> [Problem description]:
Arrange the lines of the listing from the one containing "post in the" through the one containing "[0,109,525,158]", both included, as a Markdown table with the columns No. and Entry. Number each row and leave out any blank lines.

(Excerpts of labeled region data)
==========
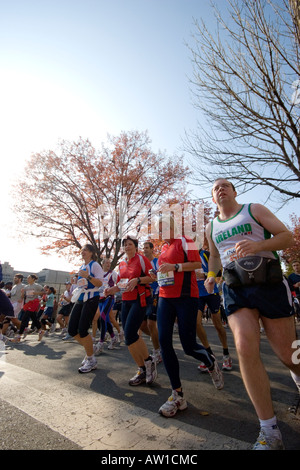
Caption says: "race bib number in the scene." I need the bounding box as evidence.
[117,278,129,291]
[157,271,175,287]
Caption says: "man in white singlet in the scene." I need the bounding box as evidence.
[205,178,300,450]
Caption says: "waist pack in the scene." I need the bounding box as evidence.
[223,256,283,287]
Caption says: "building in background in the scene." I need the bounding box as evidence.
[2,261,72,294]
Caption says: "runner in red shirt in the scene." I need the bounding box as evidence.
[157,218,223,417]
[105,236,157,385]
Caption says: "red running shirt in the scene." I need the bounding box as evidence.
[117,253,152,300]
[158,237,201,298]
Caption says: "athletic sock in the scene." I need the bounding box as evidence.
[259,416,281,439]
[290,371,300,393]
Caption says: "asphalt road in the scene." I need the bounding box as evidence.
[0,323,300,451]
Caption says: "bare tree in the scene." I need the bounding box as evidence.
[185,0,300,203]
[14,131,189,267]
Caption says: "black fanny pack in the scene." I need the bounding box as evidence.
[223,256,283,287]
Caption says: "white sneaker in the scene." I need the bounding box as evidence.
[198,362,208,373]
[144,356,157,385]
[152,349,162,364]
[78,357,97,374]
[253,429,284,450]
[222,356,232,370]
[208,361,224,390]
[93,341,104,356]
[119,330,125,343]
[107,336,119,349]
[158,390,187,418]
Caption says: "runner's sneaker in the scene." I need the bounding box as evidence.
[222,356,232,370]
[119,330,125,343]
[208,361,224,390]
[78,357,97,374]
[63,333,73,341]
[38,330,46,341]
[152,349,162,364]
[11,335,21,343]
[158,390,187,418]
[23,328,31,339]
[107,336,118,349]
[253,429,284,450]
[93,341,104,356]
[198,362,208,372]
[128,367,146,385]
[144,356,157,385]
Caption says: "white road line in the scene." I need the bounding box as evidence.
[0,360,249,451]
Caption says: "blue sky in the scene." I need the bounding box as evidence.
[0,0,299,271]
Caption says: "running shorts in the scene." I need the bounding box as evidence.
[198,294,221,313]
[223,279,293,319]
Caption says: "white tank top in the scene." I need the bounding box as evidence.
[211,204,278,267]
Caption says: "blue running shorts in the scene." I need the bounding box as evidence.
[223,279,294,319]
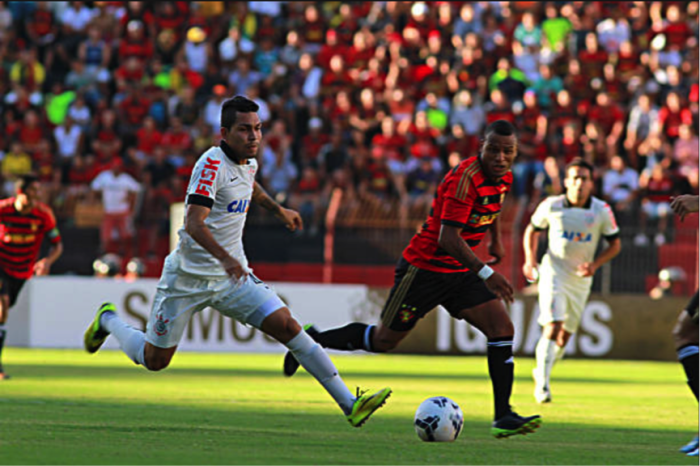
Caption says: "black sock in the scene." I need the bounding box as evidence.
[486,337,514,419]
[0,324,7,372]
[310,322,376,353]
[678,345,700,401]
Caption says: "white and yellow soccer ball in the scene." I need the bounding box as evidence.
[413,396,464,442]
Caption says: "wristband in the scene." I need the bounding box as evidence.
[477,265,493,281]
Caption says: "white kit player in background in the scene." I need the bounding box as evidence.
[84,96,391,427]
[523,158,621,403]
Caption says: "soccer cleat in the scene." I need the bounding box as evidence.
[491,411,542,438]
[347,388,391,427]
[678,435,698,453]
[532,368,552,403]
[83,303,117,353]
[282,324,319,377]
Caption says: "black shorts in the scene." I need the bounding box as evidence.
[0,270,27,307]
[685,289,700,324]
[381,257,498,332]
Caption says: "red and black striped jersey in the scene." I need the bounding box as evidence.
[403,157,513,273]
[0,197,61,279]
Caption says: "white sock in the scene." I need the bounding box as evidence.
[554,346,566,363]
[100,312,146,367]
[285,332,355,414]
[535,336,557,389]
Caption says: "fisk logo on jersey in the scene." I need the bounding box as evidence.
[561,230,593,243]
[228,199,250,214]
[194,157,221,197]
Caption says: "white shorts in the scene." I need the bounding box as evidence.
[146,253,286,348]
[537,282,591,333]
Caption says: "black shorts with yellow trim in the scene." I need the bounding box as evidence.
[381,257,498,332]
[685,289,700,325]
[0,270,27,307]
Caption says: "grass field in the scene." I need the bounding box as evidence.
[0,348,698,466]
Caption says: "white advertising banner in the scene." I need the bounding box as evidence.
[7,277,380,352]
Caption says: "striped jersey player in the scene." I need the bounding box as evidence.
[0,175,63,380]
[284,120,541,438]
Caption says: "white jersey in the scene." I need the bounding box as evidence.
[175,147,258,277]
[530,195,620,288]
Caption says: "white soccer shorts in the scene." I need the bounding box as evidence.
[146,254,286,348]
[537,281,591,333]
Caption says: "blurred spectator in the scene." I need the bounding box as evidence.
[450,90,486,136]
[2,141,32,197]
[531,64,564,110]
[53,116,85,170]
[90,158,141,256]
[261,121,298,203]
[673,125,700,192]
[634,164,674,246]
[603,155,639,218]
[10,48,46,94]
[624,94,659,168]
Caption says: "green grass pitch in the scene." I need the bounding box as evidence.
[0,348,698,466]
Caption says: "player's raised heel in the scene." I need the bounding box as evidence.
[83,303,117,353]
[282,324,319,377]
[491,412,542,438]
[347,388,391,427]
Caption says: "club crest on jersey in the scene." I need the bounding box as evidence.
[227,199,250,214]
[561,230,593,243]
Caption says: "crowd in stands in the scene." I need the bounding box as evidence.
[0,1,700,258]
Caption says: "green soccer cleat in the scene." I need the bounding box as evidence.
[83,303,117,353]
[347,388,391,427]
[491,411,542,438]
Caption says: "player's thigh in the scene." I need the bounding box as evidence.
[557,288,591,334]
[537,277,567,327]
[211,273,291,330]
[375,258,449,332]
[453,299,515,338]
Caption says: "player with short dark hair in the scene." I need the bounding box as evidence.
[85,96,391,427]
[284,120,541,438]
[523,158,621,403]
[0,175,63,380]
[671,194,700,456]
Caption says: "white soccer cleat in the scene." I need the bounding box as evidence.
[532,368,552,403]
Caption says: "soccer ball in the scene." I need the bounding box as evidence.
[413,396,464,442]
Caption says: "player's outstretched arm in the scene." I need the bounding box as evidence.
[671,194,700,221]
[438,225,513,303]
[253,181,304,231]
[34,241,63,276]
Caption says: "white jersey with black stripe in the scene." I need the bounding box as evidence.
[176,146,258,277]
[530,195,620,287]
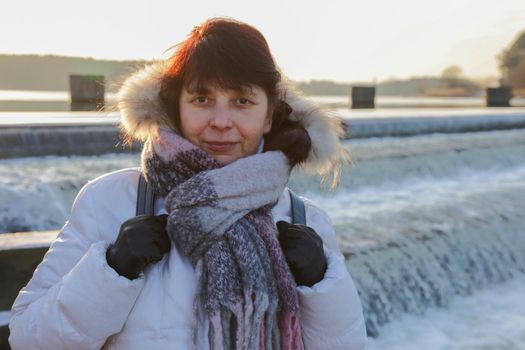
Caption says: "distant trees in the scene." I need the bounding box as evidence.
[498,31,525,89]
[441,65,463,79]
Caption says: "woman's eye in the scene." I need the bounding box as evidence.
[237,97,250,105]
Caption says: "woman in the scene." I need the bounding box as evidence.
[9,18,366,350]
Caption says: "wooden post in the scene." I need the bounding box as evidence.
[486,86,512,107]
[352,86,376,108]
[69,75,104,111]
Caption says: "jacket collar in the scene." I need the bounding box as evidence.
[117,61,349,181]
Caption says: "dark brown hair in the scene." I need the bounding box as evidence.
[159,18,311,166]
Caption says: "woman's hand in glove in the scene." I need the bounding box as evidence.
[106,215,171,279]
[277,221,327,287]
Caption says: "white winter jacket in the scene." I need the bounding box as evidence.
[9,62,366,350]
[9,169,366,350]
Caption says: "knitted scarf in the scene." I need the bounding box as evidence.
[142,129,303,350]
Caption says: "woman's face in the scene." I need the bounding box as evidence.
[179,85,272,165]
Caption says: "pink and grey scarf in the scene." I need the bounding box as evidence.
[142,129,303,350]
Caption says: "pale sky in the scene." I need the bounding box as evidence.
[0,0,525,82]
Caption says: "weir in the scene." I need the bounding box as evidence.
[0,117,525,344]
[0,109,525,158]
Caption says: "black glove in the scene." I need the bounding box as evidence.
[277,221,327,287]
[106,215,171,279]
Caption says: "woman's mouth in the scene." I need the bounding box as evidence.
[206,141,237,153]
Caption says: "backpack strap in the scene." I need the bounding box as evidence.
[136,172,155,216]
[288,189,306,225]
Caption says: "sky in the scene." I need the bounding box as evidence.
[0,0,525,82]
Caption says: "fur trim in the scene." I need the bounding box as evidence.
[118,61,349,183]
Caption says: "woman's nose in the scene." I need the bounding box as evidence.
[210,106,233,129]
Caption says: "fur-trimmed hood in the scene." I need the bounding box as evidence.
[117,61,348,180]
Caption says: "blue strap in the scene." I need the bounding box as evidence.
[288,189,306,225]
[135,172,155,215]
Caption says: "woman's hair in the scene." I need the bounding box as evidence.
[159,18,311,166]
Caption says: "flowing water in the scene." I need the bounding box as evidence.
[0,123,525,349]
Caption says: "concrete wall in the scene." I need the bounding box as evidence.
[0,231,58,350]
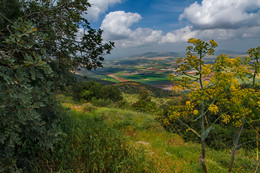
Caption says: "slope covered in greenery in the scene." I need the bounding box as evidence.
[44,98,256,173]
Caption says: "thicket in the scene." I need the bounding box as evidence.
[0,0,113,172]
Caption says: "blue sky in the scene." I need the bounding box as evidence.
[86,0,260,57]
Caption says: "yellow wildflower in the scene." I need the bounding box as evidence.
[193,109,199,115]
[209,104,219,114]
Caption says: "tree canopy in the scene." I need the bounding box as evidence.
[0,0,114,172]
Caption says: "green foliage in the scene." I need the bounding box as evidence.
[100,85,123,102]
[0,0,113,172]
[44,111,150,172]
[132,90,157,112]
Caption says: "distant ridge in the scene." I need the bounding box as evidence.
[216,49,247,55]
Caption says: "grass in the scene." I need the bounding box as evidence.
[52,98,255,173]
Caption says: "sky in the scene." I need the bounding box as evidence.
[85,0,260,57]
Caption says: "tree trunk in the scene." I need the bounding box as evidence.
[200,103,208,173]
[228,118,246,173]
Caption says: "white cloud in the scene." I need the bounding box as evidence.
[161,26,260,43]
[179,0,260,29]
[101,11,162,47]
[85,0,122,21]
[98,0,260,47]
[101,11,142,40]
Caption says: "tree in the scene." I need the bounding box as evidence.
[168,38,217,172]
[0,0,114,171]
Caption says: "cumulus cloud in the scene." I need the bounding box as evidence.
[101,11,142,40]
[179,0,260,29]
[85,0,122,21]
[101,11,162,46]
[101,0,260,47]
[161,26,260,43]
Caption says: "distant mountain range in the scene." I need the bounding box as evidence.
[129,52,181,58]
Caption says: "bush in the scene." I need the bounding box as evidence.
[43,111,148,172]
[132,90,157,112]
[90,97,113,107]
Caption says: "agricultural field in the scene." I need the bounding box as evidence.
[76,52,181,90]
[78,52,246,91]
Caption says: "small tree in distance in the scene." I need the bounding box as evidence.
[167,38,259,172]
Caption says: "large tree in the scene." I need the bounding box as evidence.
[0,0,114,171]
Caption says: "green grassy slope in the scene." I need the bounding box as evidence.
[49,100,255,173]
==========
> [Result of the exercise]:
| No. | Entry |
|---|---|
| 1 | Caption says: "wooden post in the scene." I need the bounding box as evidence. |
| 2 | [486,86,512,107] |
| 3 | [352,86,376,108] |
| 4 | [69,75,104,111] |
| 5 | Caption says: "jacket collar in the scene." I need the bounding box as evidence. |
| 6 | [117,61,349,181] |
| 7 | Caption says: "dark brown hair in the scene." I need the bounding box as evidence. |
| 8 | [159,18,311,166] |
| 9 | Caption says: "woman's hand in glove in the scene." I need the bounding box as evidence. |
| 10 | [106,215,171,279] |
| 11 | [277,221,327,287] |
| 12 | Caption says: "white winter jacket in the scene." I need the bounding box as evidence. |
| 13 | [9,62,366,350] |
| 14 | [9,169,366,350] |
| 15 | Caption says: "knitted scarf in the scene." I need the bounding box as evidence. |
| 16 | [142,129,303,350] |
| 17 | Caption says: "woman's face in the scene." I need the bounding box as evidence. |
| 18 | [179,85,272,165] |
| 19 | Caption says: "pink and grey scarf in the scene." I need the bounding box as evidence. |
| 20 | [142,129,303,350] |
| 21 | Caption says: "pale sky in the scene." I need the bounding box as evidence. |
| 22 | [0,0,525,82] |
| 23 | Caption says: "weir in the scene." I need the bounding box as evidence. |
| 24 | [0,117,525,344] |
| 25 | [0,109,525,158] |